* WORK REQUIRED: Go through the data and copy every line in which "thin" appears.

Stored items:
----

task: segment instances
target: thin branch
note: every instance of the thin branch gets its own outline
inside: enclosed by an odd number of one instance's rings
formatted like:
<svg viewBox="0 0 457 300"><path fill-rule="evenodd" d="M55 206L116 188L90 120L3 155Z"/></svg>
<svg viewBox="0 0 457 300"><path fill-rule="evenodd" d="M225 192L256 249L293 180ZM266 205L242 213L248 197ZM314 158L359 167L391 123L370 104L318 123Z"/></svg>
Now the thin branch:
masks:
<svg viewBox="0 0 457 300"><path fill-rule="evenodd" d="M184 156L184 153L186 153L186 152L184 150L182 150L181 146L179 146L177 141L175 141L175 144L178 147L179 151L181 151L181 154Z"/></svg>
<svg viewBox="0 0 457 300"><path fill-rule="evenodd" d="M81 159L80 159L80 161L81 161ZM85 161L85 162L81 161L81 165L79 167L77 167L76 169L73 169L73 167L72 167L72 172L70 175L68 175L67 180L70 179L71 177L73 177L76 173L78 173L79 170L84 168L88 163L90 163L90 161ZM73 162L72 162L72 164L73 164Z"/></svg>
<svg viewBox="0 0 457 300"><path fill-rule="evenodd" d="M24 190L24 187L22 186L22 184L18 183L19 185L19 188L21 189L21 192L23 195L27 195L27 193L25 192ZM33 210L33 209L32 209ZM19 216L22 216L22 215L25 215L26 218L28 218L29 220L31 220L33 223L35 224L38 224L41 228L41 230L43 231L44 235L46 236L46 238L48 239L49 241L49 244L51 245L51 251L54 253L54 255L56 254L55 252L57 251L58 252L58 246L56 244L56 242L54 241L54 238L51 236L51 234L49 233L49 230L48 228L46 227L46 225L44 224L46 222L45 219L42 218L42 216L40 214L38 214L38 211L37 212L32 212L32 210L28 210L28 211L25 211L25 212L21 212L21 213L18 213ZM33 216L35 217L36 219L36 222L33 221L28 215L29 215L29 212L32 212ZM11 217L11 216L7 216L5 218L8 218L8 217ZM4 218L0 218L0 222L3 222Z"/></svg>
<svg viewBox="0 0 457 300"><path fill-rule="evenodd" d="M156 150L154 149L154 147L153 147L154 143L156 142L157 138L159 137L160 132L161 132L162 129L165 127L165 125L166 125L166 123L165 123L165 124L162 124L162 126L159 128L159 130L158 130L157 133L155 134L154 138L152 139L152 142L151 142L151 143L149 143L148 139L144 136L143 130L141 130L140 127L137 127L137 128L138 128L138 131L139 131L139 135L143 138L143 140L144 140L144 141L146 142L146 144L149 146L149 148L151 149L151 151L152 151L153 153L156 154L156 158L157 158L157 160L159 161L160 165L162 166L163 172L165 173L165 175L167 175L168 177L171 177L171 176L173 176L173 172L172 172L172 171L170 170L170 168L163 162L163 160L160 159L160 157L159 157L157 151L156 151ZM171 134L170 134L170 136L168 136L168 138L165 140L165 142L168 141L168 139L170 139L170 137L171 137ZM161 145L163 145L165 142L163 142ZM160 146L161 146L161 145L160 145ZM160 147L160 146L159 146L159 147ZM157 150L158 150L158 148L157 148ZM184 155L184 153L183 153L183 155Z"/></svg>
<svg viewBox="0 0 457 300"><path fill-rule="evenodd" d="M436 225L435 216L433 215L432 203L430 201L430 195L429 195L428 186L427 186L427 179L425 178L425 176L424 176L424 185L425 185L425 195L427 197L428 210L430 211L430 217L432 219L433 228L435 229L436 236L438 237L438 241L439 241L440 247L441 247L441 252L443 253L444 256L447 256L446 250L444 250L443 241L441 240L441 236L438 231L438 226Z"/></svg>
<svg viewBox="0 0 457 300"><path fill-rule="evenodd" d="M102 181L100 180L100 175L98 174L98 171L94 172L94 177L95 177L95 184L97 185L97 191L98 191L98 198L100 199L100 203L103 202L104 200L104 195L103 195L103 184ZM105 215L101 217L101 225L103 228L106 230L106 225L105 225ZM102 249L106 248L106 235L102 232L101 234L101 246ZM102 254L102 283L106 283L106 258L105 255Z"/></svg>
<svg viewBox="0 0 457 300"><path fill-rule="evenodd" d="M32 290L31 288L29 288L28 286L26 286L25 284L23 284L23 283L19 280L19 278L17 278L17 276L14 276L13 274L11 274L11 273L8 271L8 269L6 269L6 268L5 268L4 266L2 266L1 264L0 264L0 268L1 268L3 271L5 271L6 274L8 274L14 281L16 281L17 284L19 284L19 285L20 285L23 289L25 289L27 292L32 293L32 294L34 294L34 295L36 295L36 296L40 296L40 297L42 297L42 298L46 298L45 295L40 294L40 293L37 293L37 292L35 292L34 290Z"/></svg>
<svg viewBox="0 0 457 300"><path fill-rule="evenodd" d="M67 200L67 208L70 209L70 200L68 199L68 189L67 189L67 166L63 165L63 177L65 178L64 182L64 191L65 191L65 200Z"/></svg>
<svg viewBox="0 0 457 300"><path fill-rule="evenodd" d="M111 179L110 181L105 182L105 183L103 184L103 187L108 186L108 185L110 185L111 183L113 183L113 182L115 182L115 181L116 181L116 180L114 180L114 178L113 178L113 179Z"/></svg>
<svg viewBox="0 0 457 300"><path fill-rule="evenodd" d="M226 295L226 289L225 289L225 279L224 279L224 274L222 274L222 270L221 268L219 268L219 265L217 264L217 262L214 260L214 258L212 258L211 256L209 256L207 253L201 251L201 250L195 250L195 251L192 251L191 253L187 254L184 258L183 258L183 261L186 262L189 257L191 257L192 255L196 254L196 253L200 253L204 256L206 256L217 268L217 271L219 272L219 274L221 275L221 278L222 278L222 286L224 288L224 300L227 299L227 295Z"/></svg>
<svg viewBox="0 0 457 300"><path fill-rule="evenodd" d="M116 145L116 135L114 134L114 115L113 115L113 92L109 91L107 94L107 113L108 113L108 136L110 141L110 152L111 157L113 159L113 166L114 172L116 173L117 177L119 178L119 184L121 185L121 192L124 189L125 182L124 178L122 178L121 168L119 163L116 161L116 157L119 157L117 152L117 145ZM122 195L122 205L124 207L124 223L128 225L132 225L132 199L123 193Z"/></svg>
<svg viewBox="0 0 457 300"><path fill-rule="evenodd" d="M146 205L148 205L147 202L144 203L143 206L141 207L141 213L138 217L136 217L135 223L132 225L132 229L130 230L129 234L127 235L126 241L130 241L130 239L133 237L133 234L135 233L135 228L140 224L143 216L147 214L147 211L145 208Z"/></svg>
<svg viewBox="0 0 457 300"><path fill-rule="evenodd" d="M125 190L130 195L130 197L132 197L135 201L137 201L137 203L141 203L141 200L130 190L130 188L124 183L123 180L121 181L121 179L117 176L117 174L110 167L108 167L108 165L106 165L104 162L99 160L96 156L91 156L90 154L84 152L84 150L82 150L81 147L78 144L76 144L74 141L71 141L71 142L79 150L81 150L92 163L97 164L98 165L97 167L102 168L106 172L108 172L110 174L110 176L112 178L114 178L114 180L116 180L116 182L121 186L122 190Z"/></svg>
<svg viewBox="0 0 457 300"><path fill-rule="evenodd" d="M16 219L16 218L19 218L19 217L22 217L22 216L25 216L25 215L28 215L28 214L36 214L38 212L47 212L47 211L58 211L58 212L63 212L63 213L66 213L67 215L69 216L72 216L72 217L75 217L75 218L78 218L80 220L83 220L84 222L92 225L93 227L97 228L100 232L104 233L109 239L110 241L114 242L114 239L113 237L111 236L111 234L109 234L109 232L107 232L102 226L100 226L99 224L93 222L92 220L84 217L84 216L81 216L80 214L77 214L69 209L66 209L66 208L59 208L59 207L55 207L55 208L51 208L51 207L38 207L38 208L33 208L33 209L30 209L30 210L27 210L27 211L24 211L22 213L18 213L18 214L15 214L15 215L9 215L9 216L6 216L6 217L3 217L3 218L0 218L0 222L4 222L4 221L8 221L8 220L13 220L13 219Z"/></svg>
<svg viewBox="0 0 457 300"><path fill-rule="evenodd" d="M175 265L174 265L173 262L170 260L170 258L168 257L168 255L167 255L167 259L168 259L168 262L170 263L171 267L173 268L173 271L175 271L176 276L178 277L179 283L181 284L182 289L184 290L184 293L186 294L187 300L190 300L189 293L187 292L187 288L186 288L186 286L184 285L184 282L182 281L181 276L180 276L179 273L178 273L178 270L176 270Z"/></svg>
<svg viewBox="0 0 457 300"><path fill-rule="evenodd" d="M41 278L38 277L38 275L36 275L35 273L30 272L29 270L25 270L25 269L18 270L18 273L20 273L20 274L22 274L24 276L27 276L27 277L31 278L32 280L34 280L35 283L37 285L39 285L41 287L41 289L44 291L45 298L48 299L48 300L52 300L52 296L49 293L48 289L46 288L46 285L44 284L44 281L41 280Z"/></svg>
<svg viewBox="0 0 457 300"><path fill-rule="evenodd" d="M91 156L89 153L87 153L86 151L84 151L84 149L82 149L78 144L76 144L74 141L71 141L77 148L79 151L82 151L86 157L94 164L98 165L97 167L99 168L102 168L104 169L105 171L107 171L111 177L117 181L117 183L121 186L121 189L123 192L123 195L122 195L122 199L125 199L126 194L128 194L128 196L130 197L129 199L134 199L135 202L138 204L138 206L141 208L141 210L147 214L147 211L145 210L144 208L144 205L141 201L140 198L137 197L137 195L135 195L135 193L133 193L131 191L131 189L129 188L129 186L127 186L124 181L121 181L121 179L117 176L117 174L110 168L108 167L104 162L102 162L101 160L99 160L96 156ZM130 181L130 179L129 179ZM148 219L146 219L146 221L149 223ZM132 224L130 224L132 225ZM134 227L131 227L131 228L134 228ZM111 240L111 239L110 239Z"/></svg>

----

* RESPONSE:
target: thin branch
note: every instance of the thin branch gets its own outline
Now the thin branch:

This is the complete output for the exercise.